- _Short exercise A_
Summarize the Project STAR passage in two sentences.
- _Short exercise B_
Print everything in the Project STAR passage from "This is clearly" down to "of the dropouts.".

══ Selected text

Project Star

Project STAR (Student to Teacher Achievement Ratio) was a fully randomized trial to examine the effect of class sizes for students in Kindergarten through Grade 3. The experiment was run over 79 public schools in Tennessee in the late 1980's. The treatment here was class size, with these being a small class size or regular class size with a teacher as well as supplementing the regular class size with a teachers aide. Teachers and students were randomly assigned to the classrooms. The outcome variable of interest were standardized test scores (math and literacy).

This is clearly an experiment, but as with many real world experiment we do not have perfect randomization and measurement. First, the experiment covered a number of years and in this time people move etc. and so students dropped out of the study. As we have seen with representativeness, if the selection of the dropouts is independent of the assignments to classes this would have no effect (because performance conditional on staying would equal performance). There were also students moved for other reasons, most likely discipline. Researchers working with these data spend some effort (including construction statistics) to try and show that there is no effect here. Unlike phone polls we do observe characteristics of the dropouts.

A secondary issue with representativeness is that if we want to take these results as indicative of what happens over the entire country, then we need to argue that these schools and students are representative of the country as a whole. The racial makeup of the students was similar to the US as a whole, however clearly there will be regions of the US that have racial differences to Tennessee. Further, on average the families of the participants were poorer than national averages.

════
══ Excerpted data

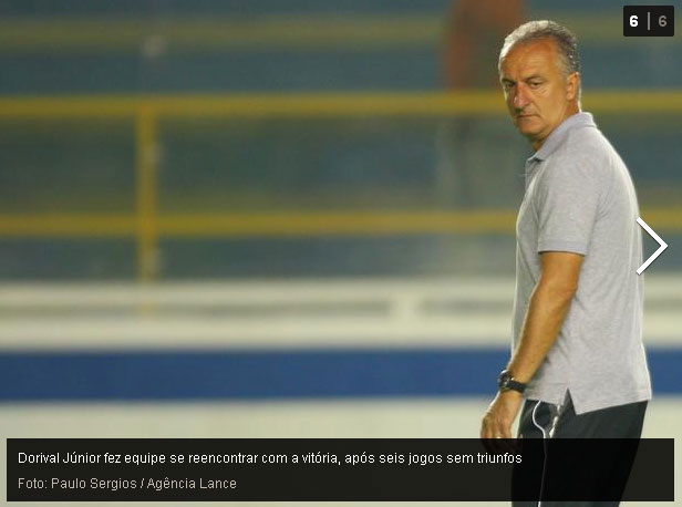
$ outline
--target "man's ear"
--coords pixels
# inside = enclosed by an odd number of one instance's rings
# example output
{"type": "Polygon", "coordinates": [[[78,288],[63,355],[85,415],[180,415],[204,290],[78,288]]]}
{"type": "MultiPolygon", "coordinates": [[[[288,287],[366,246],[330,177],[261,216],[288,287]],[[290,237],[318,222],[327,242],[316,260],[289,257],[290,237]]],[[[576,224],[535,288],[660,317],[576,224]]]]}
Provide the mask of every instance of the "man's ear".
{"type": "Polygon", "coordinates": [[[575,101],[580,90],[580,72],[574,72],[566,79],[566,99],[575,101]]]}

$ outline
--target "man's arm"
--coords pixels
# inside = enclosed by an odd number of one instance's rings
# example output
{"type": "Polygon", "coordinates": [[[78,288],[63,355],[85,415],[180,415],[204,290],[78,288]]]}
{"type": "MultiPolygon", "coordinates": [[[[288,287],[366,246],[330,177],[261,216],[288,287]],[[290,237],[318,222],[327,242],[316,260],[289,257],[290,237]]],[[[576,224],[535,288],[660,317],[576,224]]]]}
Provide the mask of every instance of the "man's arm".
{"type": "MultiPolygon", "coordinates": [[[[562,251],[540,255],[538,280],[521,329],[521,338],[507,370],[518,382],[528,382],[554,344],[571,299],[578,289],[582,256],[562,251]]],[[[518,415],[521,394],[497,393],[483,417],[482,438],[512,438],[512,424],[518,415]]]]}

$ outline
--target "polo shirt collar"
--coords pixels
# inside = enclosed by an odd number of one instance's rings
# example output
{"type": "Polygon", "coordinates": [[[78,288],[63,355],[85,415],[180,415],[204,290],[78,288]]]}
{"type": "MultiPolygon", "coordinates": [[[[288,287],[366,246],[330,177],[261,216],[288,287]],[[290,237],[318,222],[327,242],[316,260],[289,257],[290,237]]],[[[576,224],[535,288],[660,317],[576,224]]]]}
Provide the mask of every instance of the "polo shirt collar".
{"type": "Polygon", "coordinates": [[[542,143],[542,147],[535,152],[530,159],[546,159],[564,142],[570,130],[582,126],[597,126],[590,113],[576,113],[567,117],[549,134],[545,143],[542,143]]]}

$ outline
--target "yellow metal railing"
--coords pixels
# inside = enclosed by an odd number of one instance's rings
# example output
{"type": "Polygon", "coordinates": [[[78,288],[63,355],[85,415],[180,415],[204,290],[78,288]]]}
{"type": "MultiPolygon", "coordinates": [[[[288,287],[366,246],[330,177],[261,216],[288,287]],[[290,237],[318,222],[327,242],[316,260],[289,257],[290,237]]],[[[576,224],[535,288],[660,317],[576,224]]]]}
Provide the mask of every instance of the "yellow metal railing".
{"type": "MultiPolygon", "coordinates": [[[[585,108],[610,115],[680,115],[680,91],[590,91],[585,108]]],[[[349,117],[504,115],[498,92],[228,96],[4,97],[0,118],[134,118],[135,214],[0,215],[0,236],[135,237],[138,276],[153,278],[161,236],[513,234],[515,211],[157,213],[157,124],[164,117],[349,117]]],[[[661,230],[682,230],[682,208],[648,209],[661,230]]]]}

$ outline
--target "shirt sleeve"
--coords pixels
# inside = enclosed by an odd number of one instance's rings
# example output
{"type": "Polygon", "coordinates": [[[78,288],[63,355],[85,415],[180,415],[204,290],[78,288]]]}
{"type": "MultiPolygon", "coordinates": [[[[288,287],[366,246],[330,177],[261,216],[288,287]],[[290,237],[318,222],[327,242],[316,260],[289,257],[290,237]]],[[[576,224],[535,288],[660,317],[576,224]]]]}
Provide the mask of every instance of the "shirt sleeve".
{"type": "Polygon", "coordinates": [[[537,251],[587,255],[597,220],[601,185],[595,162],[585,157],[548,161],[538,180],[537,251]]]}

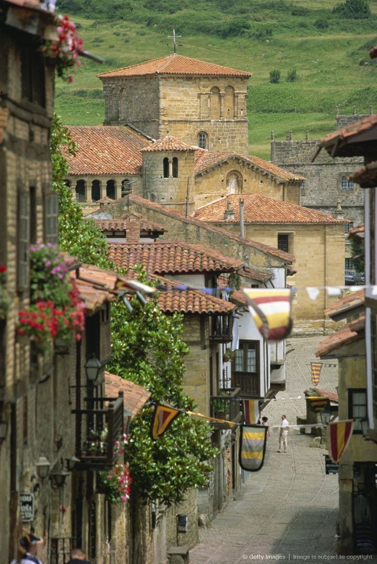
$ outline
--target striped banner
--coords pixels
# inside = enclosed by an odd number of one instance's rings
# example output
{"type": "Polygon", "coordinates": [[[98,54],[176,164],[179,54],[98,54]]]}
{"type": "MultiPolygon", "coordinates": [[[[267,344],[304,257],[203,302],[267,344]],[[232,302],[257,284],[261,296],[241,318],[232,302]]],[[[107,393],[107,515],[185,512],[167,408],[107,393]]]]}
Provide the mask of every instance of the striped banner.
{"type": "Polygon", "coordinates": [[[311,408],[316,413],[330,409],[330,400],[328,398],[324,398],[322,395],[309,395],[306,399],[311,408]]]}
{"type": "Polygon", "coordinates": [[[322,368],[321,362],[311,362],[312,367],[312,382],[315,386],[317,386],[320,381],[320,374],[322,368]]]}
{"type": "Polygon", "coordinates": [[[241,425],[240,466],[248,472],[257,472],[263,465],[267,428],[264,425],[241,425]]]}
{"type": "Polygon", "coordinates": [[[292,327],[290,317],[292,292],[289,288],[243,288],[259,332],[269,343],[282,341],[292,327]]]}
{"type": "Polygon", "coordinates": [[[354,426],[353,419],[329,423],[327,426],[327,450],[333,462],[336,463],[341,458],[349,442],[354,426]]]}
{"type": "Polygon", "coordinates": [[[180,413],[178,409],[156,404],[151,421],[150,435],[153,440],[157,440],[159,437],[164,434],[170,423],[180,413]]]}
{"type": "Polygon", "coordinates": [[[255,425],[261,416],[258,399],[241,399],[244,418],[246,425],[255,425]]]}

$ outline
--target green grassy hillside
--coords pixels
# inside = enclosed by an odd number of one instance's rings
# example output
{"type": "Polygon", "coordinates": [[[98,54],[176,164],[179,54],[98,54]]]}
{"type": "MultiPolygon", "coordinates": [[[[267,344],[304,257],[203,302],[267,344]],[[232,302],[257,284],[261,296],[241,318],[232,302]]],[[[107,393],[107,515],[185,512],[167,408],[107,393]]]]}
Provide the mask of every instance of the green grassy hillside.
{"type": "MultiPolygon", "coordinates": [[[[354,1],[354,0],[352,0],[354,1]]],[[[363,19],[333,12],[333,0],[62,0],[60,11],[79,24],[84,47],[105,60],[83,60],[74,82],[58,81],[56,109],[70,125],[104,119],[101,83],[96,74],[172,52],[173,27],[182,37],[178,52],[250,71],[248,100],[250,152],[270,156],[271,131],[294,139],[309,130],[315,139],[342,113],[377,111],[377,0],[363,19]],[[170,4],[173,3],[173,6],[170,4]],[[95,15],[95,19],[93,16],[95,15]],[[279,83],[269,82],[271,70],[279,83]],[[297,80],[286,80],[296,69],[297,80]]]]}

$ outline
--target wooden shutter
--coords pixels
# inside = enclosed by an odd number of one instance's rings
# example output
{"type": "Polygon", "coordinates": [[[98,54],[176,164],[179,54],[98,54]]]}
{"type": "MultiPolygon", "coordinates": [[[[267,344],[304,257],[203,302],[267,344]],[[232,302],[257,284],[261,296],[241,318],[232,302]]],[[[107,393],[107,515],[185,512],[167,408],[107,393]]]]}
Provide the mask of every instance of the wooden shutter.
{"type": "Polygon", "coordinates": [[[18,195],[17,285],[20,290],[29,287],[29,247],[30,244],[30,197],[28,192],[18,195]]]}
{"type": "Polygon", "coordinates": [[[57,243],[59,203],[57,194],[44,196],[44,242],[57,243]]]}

════

- _Written solution A_
Project STAR was a fully randomized trial in 79 Tennessee public schools in the late 1980s that assigned students in Kindergarten through Grade 3 to small classes, regular classes, or regular classes with a teacher's aide, and measured standardized math and literacy test scores. Its randomization and measurement were imperfect because students dropped out or were moved, and applying its results to the whole country requires arguing that the schools and students were representative, although the families were on average poorer than national averages.

- _Written solution B_
This is clearly an experiment, but as with many real world experiment we do not have perfect randomization and measurement. First, the experiment covered a number of years and in this time people move etc. and so students dropped out of the study. As we have seen with representativeness, if the selection of the dropouts is independent of the assignments to classes this would have no effect (because performance conditional on staying would equal performance). There were also students moved for other reasons, most likely discipline. Researchers working with these data spend some effort (including construction statistics) to try and show that there is no effect here. Unlike phone polls we do observe characteristics of the dropouts.